• THE REQUEST: Turn the records below into a JSON list of strings, one string per line, with blank lines left out.

┏━━

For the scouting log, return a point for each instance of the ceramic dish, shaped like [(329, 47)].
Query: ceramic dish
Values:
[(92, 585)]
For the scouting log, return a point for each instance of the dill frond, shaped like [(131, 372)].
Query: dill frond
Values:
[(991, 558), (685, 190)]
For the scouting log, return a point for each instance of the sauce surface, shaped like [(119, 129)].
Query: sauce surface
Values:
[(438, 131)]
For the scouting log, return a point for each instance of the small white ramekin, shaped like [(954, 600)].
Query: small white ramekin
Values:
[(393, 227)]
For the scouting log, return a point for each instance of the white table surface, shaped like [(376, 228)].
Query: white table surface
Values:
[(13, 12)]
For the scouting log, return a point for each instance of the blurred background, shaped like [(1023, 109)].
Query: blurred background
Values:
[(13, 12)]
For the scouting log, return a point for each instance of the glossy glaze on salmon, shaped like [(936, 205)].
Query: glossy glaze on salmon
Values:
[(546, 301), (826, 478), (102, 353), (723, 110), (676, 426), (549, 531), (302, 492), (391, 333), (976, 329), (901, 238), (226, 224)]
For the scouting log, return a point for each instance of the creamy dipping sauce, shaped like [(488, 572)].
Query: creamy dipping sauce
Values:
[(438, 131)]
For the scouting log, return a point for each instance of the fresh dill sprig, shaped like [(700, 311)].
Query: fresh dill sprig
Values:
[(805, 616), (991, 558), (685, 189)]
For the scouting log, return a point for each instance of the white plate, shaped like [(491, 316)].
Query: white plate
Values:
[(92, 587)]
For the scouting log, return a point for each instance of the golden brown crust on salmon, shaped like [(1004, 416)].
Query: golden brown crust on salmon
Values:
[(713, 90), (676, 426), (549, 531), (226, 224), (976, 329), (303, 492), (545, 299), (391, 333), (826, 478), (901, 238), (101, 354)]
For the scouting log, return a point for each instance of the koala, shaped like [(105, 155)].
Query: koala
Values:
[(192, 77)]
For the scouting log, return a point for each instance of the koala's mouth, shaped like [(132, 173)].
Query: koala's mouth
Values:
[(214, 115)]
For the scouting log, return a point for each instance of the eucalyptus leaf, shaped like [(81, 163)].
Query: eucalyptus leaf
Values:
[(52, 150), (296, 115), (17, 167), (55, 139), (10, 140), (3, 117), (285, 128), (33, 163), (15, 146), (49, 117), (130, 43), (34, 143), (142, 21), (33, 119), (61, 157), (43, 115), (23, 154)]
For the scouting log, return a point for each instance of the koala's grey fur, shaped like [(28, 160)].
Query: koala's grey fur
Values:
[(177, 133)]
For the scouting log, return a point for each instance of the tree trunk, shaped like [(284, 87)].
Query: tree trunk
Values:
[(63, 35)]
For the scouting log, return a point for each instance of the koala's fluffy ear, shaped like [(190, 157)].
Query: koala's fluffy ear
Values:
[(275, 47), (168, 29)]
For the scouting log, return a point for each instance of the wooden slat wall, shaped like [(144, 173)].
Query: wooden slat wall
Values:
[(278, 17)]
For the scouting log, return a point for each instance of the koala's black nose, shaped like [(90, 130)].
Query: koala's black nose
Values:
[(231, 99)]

┗━━

• EXPECTED ANSWER:
[
  "For the scouting log, return a point for each instance of the ceramic dish, shaped like [(329, 47)].",
  "Query: ceramic dish",
  "Values:",
  "[(92, 585)]",
  "For the scouting log, return a point for each instance of the dill frond, shaped like [(131, 372)].",
  "Query: dill frond",
  "Values:",
  "[(991, 558), (685, 190)]",
  "For the scouting log, return a point for each instance of the sauce surface, shaped like [(119, 129)].",
  "Query: sauce surface",
  "Values:",
  "[(438, 131)]",
  "For the scouting log, return a point for each instance of the small white ramekin, shaped like [(954, 600)].",
  "Query: small white ramekin",
  "Values:",
  "[(393, 227)]",
  "For the scouting log, return a point for each instance of the white table surface, shaped like [(376, 228)].",
  "Query: white table surface",
  "Values:",
  "[(13, 12)]",
  "For the scouting log, return a point for each instance of the blurred background, shaped like [(1023, 109)].",
  "Query: blurred background",
  "Values:",
  "[(13, 12)]",
  "For the scouting log, return a point for each instance of the glossy glaze on salmon, shaped like [(936, 205)].",
  "Query: glossy glaze on salmon",
  "Values:",
  "[(546, 301), (826, 478), (102, 353), (723, 110), (676, 426), (549, 531), (302, 492), (391, 333), (976, 329), (901, 238), (226, 224)]",
  "For the scouting log, return a point for each instance of the creamy dipping sauce, shaped like [(488, 572)].",
  "Query: creamy dipping sauce",
  "Values:",
  "[(438, 131)]",
  "For the scouting log, return a point for each instance of the fresh dill sprig, shaped like [(700, 311)].",
  "Query: fresh dill sprig",
  "Values:",
  "[(805, 616), (991, 558), (685, 189)]",
  "For the scouting log, return a point for each instance of the white plate, shaped like [(491, 316)].",
  "Query: white plate",
  "Values:",
  "[(92, 587)]",
  "For the scouting log, return a point for each instance of the golden brown crust on salmon, shaped like [(1004, 416)].",
  "Query: golden brown crust on salmon",
  "Values:",
  "[(713, 90), (676, 426), (549, 531), (226, 224), (976, 329), (303, 492), (545, 299), (391, 333), (826, 478), (901, 238), (101, 354)]",
  "For the scouting log, return a point for each instance of the koala, shaped like [(105, 155)].",
  "Query: koala",
  "Values:",
  "[(192, 77)]",
  "For the scouting log, return a point for each instance of the koala's mouth, shaped like [(132, 173)].",
  "Query: koala's mouth",
  "Values:",
  "[(214, 115)]",
  "For the scouting log, return a point for each instance of the eucalyptus leaf, shaped like [(81, 163)].",
  "Query: eucalyptus leaf",
  "Values:",
  "[(52, 150), (296, 115), (17, 167), (55, 139), (10, 140), (3, 117), (285, 128), (33, 163), (15, 146), (49, 117), (130, 43), (34, 143), (142, 21), (33, 119), (61, 157), (43, 115), (23, 154)]",
  "For the scouting log, return a point for each instance of the koala's grey fur, shaped like [(28, 160)].",
  "Query: koala's grey fur",
  "Values:",
  "[(177, 133)]",
  "For the scouting log, return a point for each instance of the tree trunk, shaped like [(284, 87)].",
  "Query: tree trunk",
  "Values:",
  "[(63, 35)]",
  "For the scouting log, return a point for each instance of the koala's fluffy ear, shaped like [(190, 157)].",
  "Query: koala's fluffy ear",
  "Values:",
  "[(275, 47), (168, 29)]",
  "For the scouting log, return a point for each instance of the wooden slat wall, shaped like [(144, 173)].",
  "Query: wooden slat wall",
  "Values:",
  "[(278, 17)]",
  "For the scouting log, return a point for each instance of the koala's black nose, shaped like [(90, 130)].",
  "Query: koala's black nose",
  "Values:",
  "[(231, 99)]"
]